# [Dataset entries]
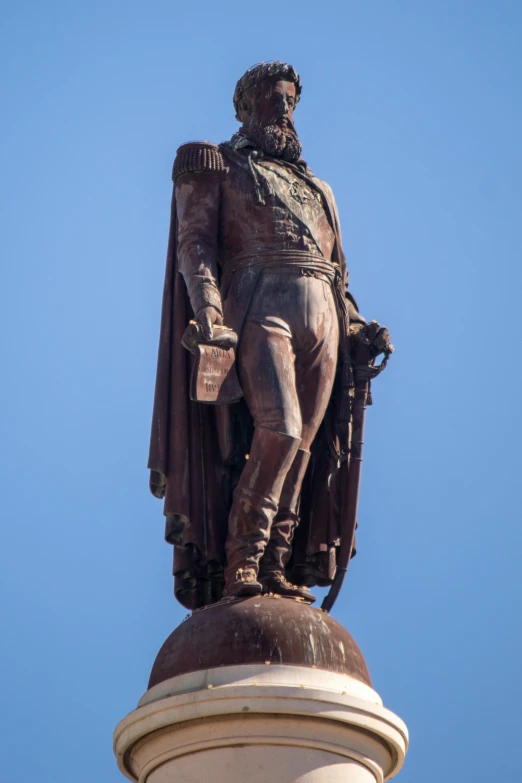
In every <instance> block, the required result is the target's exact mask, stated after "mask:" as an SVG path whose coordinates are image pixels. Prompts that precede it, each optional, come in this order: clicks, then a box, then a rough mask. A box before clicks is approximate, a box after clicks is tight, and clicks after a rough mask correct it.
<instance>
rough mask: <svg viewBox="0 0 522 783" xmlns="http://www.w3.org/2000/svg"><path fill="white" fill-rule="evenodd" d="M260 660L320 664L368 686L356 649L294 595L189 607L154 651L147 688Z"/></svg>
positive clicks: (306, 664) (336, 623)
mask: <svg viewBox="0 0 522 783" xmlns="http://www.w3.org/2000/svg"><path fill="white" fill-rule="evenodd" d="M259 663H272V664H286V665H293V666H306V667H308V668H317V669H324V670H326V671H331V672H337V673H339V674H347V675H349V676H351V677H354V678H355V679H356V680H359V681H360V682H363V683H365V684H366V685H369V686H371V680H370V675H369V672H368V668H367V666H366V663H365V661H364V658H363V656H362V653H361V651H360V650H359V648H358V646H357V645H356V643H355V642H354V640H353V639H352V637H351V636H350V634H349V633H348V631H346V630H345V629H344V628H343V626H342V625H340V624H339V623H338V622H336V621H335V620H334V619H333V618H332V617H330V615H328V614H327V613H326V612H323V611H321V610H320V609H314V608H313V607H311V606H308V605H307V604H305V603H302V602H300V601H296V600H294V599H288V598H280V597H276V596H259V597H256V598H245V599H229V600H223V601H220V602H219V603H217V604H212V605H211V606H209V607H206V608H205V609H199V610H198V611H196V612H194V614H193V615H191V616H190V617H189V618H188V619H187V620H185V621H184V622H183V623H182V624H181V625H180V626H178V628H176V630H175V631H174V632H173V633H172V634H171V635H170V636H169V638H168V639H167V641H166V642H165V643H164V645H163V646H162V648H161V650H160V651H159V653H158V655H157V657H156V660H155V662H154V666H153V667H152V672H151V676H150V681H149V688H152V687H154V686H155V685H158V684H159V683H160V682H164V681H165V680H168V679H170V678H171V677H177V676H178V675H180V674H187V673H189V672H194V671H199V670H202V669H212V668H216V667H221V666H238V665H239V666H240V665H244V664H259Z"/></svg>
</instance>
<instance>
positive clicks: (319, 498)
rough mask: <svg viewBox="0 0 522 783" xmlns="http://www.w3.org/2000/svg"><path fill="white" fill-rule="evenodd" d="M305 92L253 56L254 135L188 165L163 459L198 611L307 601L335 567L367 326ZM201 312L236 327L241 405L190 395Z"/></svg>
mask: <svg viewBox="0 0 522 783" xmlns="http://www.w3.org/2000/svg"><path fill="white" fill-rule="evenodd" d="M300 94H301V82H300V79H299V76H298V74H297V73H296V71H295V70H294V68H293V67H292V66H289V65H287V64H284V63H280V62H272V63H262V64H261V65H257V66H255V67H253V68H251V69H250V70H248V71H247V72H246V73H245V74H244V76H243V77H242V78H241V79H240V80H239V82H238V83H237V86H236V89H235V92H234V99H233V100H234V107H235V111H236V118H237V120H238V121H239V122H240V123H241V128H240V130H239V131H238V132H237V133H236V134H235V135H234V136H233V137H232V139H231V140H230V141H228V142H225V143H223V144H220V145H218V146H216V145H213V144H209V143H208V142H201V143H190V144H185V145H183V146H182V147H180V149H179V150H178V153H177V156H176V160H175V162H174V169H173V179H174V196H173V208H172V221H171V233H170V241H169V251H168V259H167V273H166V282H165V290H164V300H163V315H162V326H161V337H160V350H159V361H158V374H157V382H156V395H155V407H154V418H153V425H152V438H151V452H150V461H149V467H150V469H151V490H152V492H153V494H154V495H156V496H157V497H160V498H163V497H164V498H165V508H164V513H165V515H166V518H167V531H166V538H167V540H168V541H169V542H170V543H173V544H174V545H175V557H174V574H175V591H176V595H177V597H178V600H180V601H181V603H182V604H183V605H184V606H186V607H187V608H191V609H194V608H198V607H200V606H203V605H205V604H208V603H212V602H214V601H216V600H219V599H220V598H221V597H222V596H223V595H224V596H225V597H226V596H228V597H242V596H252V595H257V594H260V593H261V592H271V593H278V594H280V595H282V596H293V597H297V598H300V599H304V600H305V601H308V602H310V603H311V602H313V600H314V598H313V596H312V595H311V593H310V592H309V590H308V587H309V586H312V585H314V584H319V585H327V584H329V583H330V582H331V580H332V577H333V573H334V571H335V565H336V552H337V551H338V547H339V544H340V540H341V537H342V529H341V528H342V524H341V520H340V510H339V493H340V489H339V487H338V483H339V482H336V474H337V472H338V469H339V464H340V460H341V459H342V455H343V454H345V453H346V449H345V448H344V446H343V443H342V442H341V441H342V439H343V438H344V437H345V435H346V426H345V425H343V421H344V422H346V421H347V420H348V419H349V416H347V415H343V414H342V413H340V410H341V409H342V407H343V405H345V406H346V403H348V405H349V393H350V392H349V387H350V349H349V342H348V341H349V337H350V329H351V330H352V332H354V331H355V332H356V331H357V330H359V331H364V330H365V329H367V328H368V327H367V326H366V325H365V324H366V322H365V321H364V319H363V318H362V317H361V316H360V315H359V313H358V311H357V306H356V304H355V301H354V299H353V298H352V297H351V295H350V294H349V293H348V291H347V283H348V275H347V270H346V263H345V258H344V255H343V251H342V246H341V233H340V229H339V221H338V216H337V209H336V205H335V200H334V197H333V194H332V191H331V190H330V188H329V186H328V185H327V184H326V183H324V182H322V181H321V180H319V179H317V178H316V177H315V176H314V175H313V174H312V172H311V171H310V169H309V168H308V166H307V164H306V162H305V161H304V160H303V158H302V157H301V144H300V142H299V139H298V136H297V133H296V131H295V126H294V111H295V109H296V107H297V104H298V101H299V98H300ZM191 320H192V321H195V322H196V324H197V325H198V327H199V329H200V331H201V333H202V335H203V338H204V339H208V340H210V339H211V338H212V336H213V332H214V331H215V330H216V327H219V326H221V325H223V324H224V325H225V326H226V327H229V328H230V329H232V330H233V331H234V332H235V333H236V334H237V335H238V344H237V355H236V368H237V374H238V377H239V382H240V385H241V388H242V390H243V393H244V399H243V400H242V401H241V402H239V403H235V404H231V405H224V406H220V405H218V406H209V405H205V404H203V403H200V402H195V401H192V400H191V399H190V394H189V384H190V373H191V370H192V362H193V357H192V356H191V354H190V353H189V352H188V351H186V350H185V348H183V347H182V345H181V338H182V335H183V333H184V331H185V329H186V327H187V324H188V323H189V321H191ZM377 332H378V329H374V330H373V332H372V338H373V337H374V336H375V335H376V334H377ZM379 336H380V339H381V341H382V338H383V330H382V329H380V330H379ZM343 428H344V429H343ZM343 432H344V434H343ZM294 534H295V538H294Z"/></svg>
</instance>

# [PROBLEM REQUIREMENTS]
Could you output the full set of entries exactly, skipping every picture?

# [WRITTEN SOLUTION]
In every <instance> block, the required result is the target's exact mask, stated after "mask:" as an SVG path whose coordinates are image pixels. Prompts that precede it, each optional, come in this order: clicks, then a box, then a rough mask. A box before clicks is approximate, a box after clicks is tight, and clicks after a rough mask correct it.
<instance>
rough mask: <svg viewBox="0 0 522 783" xmlns="http://www.w3.org/2000/svg"><path fill="white" fill-rule="evenodd" d="M260 660L320 664L368 686L356 649L294 595L189 607L154 651L147 688Z"/></svg>
positive clicks: (306, 664) (336, 623)
mask: <svg viewBox="0 0 522 783" xmlns="http://www.w3.org/2000/svg"><path fill="white" fill-rule="evenodd" d="M259 663H272V664H286V665H293V666H306V667H308V668H317V669H324V670H326V671H331V672H337V673H339V674H347V675H349V676H351V677H354V678H355V679H356V680H359V681H360V682H363V683H365V684H366V685H369V686H371V680H370V675H369V672H368V668H367V666H366V663H365V661H364V658H363V656H362V653H361V651H360V650H359V648H358V646H357V645H356V643H355V642H354V640H353V639H352V637H351V636H350V634H349V633H348V631H346V630H345V629H344V628H343V626H342V625H340V624H339V623H338V622H336V621H335V620H334V619H333V618H332V617H330V615H328V614H327V613H326V612H323V611H321V610H320V609H314V608H313V607H311V606H308V605H307V604H305V603H302V602H300V601H296V600H294V599H288V598H280V597H276V596H259V597H256V598H245V599H229V600H223V601H220V602H219V603H217V604H212V605H211V606H209V607H206V608H205V609H199V610H198V611H196V612H194V614H193V615H191V616H190V617H189V618H188V619H187V620H185V621H184V622H183V623H182V624H181V625H180V626H178V628H176V630H175V631H174V632H173V633H172V634H171V635H170V636H169V638H168V639H167V641H166V642H165V643H164V645H163V646H162V648H161V650H160V651H159V653H158V655H157V657H156V660H155V662H154V666H153V667H152V672H151V676H150V681H149V688H152V687H154V686H155V685H158V684H159V683H160V682H164V681H165V680H168V679H170V678H171V677H177V676H178V675H180V674H187V673H189V672H194V671H199V670H202V669H212V668H216V667H221V666H238V665H239V666H240V665H244V664H259Z"/></svg>
</instance>
<instance>
positive clicks: (319, 498)
rough mask: <svg viewBox="0 0 522 783" xmlns="http://www.w3.org/2000/svg"><path fill="white" fill-rule="evenodd" d="M305 92L253 56L254 135L188 165L163 459L198 611L307 601L335 567L367 326ZM201 312L236 327L241 405L190 395Z"/></svg>
mask: <svg viewBox="0 0 522 783" xmlns="http://www.w3.org/2000/svg"><path fill="white" fill-rule="evenodd" d="M300 94H301V82H300V79H299V76H298V74H297V73H296V71H295V70H294V68H293V67H292V66H289V65H287V64H284V63H280V62H272V63H262V64H261V65H257V66H255V67H253V68H251V69H250V70H248V71H247V72H246V73H245V74H244V76H243V77H242V78H241V79H240V80H239V82H238V83H237V86H236V89H235V92H234V99H233V100H234V107H235V111H236V118H237V120H238V121H239V122H240V123H241V128H240V130H239V131H238V132H237V133H236V134H235V135H234V136H233V137H232V139H231V140H230V141H228V142H225V143H223V144H220V145H218V146H216V145H213V144H209V143H208V142H201V143H190V144H185V145H183V146H182V147H180V149H179V150H178V153H177V156H176V160H175V162H174V169H173V179H174V196H173V208H172V221H171V233H170V241H169V251H168V259H167V273H166V282H165V290H164V300H163V315H162V326H161V337H160V350H159V361H158V374H157V382H156V395H155V407H154V418H153V425H152V438H151V452H150V461H149V467H150V469H151V490H152V492H153V494H154V495H156V496H157V497H160V498H163V497H164V498H165V508H164V513H165V515H166V518H167V531H166V538H167V540H168V541H169V542H170V543H173V544H174V545H175V557H174V574H175V591H176V595H177V597H178V600H180V601H181V603H182V604H183V605H184V606H186V607H187V608H191V609H194V608H198V607H200V606H203V605H205V604H208V603H212V602H214V601H216V600H219V599H220V598H221V597H222V596H223V595H224V596H225V597H226V596H228V597H242V596H252V595H257V594H260V593H261V592H271V593H278V594H280V595H282V596H293V597H297V598H300V599H304V600H305V601H308V602H310V603H311V602H313V600H314V598H313V596H312V595H311V593H310V592H309V590H308V587H309V586H312V585H314V584H319V585H327V584H329V583H330V582H331V580H332V577H333V573H334V571H335V565H336V552H337V551H338V547H339V544H340V540H341V537H342V529H341V528H342V524H341V520H340V510H339V493H340V489H339V487H338V483H339V482H336V474H337V472H338V469H339V464H340V460H341V459H342V455H343V454H345V453H346V449H345V448H344V446H343V443H342V442H341V441H342V439H343V438H344V437H345V435H346V426H345V425H343V421H344V422H346V421H347V420H348V419H349V416H347V415H343V414H342V413H340V410H341V409H342V407H343V405H345V406H346V403H348V405H349V393H350V392H349V387H350V349H349V342H348V341H349V337H350V329H351V330H352V332H354V331H355V332H356V331H357V330H359V331H364V330H365V329H367V328H368V327H367V326H366V325H365V324H366V322H365V321H364V319H363V318H362V317H361V316H360V315H359V313H358V311H357V306H356V304H355V301H354V299H353V298H352V297H351V295H350V294H349V293H348V291H347V283H348V275H347V270H346V263H345V258H344V255H343V251H342V246H341V233H340V229H339V221H338V216H337V209H336V205H335V200H334V197H333V194H332V191H331V190H330V188H329V186H328V185H327V184H326V183H324V182H322V181H321V180H319V179H317V178H316V177H315V176H314V175H313V174H312V172H311V171H310V169H309V168H308V166H307V164H306V162H305V161H304V160H303V158H302V157H301V144H300V142H299V139H298V136H297V133H296V131H295V126H294V111H295V109H296V107H297V104H298V101H299V98H300ZM191 320H192V321H195V322H196V324H197V325H198V327H199V329H200V331H201V333H202V335H203V338H204V339H208V340H210V339H211V338H212V336H213V332H214V331H215V330H216V327H219V326H221V325H223V324H224V325H225V326H226V327H229V328H230V329H232V330H233V331H234V332H235V333H236V334H237V335H238V344H237V355H236V368H237V374H238V377H239V382H240V385H241V388H242V390H243V393H244V399H243V400H242V401H241V402H239V403H235V404H231V405H224V406H220V405H218V406H209V405H205V404H203V403H200V402H195V401H192V400H191V399H190V394H189V384H190V373H191V370H192V362H193V357H192V356H191V354H190V353H189V352H188V351H186V350H185V348H183V347H182V345H181V338H182V335H183V333H184V331H185V329H186V327H187V324H188V323H189V321H191ZM377 332H378V329H374V330H373V332H372V338H373V337H374V336H375V335H376V334H377ZM379 336H380V339H381V341H382V338H383V330H382V329H380V330H379ZM343 428H344V429H343ZM343 432H344V434H343ZM294 534H295V538H294Z"/></svg>
</instance>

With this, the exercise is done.